◆ Material provided
= = = =

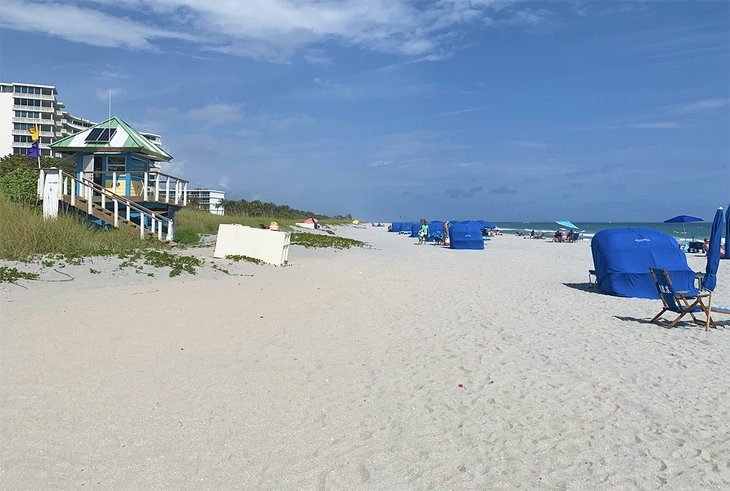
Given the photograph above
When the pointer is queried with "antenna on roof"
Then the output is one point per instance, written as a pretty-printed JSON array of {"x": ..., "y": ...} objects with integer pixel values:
[{"x": 110, "y": 117}]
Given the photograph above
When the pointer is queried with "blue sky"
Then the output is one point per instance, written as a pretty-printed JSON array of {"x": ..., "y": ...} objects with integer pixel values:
[{"x": 503, "y": 110}]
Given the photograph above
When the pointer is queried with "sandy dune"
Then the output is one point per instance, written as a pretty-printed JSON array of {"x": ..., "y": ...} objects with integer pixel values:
[{"x": 343, "y": 371}]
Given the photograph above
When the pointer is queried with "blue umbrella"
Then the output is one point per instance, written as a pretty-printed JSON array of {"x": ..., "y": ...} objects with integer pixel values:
[
  {"x": 727, "y": 233},
  {"x": 566, "y": 224},
  {"x": 683, "y": 219},
  {"x": 713, "y": 253}
]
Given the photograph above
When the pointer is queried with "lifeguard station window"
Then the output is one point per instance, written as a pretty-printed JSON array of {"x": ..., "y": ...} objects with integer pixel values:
[
  {"x": 101, "y": 135},
  {"x": 115, "y": 164}
]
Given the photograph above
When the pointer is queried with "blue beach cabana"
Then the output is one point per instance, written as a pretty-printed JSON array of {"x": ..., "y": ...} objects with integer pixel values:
[
  {"x": 622, "y": 258},
  {"x": 465, "y": 235}
]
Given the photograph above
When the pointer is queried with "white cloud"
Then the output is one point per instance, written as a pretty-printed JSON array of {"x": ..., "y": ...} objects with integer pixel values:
[
  {"x": 659, "y": 125},
  {"x": 700, "y": 105},
  {"x": 274, "y": 30},
  {"x": 317, "y": 57},
  {"x": 216, "y": 114},
  {"x": 103, "y": 94},
  {"x": 468, "y": 110},
  {"x": 84, "y": 25},
  {"x": 529, "y": 144}
]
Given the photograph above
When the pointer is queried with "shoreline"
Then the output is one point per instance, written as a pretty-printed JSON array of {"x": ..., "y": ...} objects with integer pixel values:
[{"x": 343, "y": 370}]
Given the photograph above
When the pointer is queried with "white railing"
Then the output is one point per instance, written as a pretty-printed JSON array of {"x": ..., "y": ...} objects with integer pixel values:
[
  {"x": 147, "y": 185},
  {"x": 70, "y": 188}
]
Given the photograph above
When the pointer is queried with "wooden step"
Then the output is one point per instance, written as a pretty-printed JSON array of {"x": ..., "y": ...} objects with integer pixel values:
[{"x": 105, "y": 215}]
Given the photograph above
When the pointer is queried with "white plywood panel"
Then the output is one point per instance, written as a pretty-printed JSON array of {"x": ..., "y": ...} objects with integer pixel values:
[{"x": 269, "y": 246}]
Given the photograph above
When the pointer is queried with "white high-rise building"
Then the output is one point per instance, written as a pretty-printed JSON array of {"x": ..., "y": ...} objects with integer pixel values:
[{"x": 25, "y": 105}]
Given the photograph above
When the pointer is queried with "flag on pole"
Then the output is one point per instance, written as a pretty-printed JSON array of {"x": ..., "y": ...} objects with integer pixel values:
[
  {"x": 34, "y": 151},
  {"x": 33, "y": 130}
]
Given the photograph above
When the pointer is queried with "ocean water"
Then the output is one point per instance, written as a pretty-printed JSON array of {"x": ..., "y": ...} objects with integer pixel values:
[{"x": 691, "y": 231}]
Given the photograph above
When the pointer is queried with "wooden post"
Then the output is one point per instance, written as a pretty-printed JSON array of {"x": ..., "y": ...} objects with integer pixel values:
[{"x": 73, "y": 193}]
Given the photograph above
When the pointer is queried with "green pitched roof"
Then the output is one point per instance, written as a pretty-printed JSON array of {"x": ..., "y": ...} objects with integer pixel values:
[{"x": 124, "y": 139}]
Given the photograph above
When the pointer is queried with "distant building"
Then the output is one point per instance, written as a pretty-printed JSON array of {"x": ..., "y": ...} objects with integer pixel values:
[
  {"x": 208, "y": 199},
  {"x": 24, "y": 105}
]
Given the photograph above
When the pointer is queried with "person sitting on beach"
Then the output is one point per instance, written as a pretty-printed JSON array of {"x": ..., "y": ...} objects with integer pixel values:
[{"x": 423, "y": 233}]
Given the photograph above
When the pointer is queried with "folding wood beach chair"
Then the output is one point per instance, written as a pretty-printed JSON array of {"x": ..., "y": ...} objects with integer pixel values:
[{"x": 681, "y": 302}]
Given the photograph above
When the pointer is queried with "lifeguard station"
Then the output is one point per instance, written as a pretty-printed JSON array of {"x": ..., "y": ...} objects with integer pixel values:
[{"x": 117, "y": 181}]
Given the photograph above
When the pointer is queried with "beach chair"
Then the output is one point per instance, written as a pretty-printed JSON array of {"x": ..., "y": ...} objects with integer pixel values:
[{"x": 680, "y": 302}]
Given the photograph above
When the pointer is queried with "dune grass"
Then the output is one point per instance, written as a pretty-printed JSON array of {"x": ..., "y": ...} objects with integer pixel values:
[
  {"x": 24, "y": 234},
  {"x": 190, "y": 224}
]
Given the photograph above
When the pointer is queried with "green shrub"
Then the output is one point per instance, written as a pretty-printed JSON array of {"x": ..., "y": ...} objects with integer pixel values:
[{"x": 20, "y": 185}]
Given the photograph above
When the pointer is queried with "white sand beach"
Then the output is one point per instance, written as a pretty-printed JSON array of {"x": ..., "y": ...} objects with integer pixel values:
[{"x": 391, "y": 367}]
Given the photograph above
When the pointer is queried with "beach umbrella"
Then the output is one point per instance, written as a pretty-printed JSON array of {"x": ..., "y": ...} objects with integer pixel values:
[
  {"x": 683, "y": 219},
  {"x": 713, "y": 253},
  {"x": 566, "y": 224},
  {"x": 727, "y": 233}
]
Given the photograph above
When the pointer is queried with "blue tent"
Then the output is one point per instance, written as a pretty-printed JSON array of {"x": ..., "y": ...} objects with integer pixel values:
[
  {"x": 415, "y": 227},
  {"x": 465, "y": 235},
  {"x": 709, "y": 282},
  {"x": 727, "y": 233},
  {"x": 622, "y": 258},
  {"x": 435, "y": 229}
]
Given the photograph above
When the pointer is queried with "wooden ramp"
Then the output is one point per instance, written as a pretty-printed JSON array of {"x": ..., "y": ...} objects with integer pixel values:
[{"x": 87, "y": 197}]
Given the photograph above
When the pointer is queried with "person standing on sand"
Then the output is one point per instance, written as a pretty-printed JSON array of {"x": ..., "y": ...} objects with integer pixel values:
[{"x": 423, "y": 233}]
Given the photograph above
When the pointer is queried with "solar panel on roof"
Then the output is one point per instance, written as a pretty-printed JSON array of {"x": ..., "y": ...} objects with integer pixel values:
[{"x": 101, "y": 135}]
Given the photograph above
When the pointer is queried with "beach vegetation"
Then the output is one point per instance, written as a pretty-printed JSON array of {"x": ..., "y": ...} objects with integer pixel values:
[
  {"x": 11, "y": 162},
  {"x": 237, "y": 258},
  {"x": 161, "y": 259},
  {"x": 20, "y": 185},
  {"x": 24, "y": 234},
  {"x": 319, "y": 240},
  {"x": 11, "y": 275},
  {"x": 189, "y": 221}
]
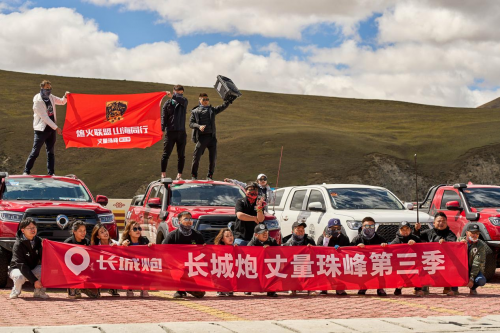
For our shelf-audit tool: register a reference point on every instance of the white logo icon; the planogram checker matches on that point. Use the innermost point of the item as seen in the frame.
(77, 269)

= = = =

◆ Short task
Starting at the line that contains "For our shelf-audit", write out every line to the end of the entries, exactly as given.

◆ Exercise solution
For our shelf-audit tool: register a reference point on every instance of the white logo icon; the planogram checker matches on that point. Use the innermost point of the item as seen in the frame.
(77, 269)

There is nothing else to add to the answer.